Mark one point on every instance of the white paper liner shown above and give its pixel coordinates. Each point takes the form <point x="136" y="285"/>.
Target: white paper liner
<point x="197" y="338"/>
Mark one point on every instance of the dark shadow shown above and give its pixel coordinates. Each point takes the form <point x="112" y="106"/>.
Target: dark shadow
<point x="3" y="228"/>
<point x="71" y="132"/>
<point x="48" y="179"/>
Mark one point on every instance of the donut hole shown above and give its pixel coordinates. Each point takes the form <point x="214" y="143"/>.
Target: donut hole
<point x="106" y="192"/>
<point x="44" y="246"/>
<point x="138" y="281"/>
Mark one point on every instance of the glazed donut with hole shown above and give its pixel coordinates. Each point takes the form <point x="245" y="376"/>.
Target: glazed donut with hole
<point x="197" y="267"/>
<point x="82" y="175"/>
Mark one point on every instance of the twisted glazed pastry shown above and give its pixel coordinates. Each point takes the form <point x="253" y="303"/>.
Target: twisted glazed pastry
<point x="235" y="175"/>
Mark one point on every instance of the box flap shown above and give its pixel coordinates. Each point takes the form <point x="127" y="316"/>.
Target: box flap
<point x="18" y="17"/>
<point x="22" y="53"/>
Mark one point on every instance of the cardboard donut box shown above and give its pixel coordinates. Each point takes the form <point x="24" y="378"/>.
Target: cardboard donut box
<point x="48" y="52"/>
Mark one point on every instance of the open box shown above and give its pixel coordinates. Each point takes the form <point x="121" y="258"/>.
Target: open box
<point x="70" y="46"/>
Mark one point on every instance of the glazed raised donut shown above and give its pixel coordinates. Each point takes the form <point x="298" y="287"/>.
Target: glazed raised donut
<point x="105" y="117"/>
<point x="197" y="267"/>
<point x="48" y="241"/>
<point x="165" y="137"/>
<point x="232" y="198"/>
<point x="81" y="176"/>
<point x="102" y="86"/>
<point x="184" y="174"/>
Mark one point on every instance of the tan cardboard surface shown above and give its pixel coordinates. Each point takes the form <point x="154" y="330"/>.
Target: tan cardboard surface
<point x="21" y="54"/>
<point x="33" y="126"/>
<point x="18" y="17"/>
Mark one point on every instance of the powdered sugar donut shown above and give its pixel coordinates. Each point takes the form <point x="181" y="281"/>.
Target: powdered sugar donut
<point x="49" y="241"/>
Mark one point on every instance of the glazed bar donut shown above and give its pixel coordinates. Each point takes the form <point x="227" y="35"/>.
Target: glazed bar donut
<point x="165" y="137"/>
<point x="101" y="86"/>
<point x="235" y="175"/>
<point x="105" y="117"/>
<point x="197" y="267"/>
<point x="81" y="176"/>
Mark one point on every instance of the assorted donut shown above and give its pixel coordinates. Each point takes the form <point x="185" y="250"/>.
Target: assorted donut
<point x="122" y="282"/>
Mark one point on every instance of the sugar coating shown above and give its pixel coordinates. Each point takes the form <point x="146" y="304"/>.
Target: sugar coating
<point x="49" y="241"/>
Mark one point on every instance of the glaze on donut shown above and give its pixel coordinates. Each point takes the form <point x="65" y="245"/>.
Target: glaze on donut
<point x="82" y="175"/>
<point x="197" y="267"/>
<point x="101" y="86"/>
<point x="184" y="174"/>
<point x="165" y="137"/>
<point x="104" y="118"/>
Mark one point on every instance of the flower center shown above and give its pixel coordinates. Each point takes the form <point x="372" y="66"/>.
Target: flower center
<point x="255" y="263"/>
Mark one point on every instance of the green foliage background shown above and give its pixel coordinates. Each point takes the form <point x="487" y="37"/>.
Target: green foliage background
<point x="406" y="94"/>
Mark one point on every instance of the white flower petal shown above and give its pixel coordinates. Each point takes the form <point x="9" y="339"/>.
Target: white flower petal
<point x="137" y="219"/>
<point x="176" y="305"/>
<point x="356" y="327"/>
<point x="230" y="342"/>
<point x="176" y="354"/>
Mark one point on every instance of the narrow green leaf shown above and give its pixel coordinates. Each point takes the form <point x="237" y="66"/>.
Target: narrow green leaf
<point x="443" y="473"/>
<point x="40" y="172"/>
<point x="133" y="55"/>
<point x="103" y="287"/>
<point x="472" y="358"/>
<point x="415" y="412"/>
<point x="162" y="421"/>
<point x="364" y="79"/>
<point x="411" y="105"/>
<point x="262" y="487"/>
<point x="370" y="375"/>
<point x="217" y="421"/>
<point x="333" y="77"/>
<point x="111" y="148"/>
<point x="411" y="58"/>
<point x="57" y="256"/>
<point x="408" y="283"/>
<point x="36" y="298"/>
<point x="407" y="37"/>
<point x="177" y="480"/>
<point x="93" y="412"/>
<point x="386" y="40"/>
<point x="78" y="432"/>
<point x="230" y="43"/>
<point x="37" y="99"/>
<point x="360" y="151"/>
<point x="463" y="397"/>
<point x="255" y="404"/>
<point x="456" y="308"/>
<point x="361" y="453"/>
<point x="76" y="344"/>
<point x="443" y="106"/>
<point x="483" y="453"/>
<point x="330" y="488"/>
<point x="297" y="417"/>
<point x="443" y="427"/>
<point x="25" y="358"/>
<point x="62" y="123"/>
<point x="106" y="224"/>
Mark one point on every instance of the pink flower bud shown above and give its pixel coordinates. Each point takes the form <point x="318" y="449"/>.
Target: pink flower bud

● **WHAT THE TASK ASKS**
For this exercise, gather every line of the data that contains the word "pink".

● **RESPONSE BOX**
Mark one point on every instance of the pink flower bud shown above and give its pixel coordinates. Each point takes the form <point x="318" y="449"/>.
Target: pink flower bud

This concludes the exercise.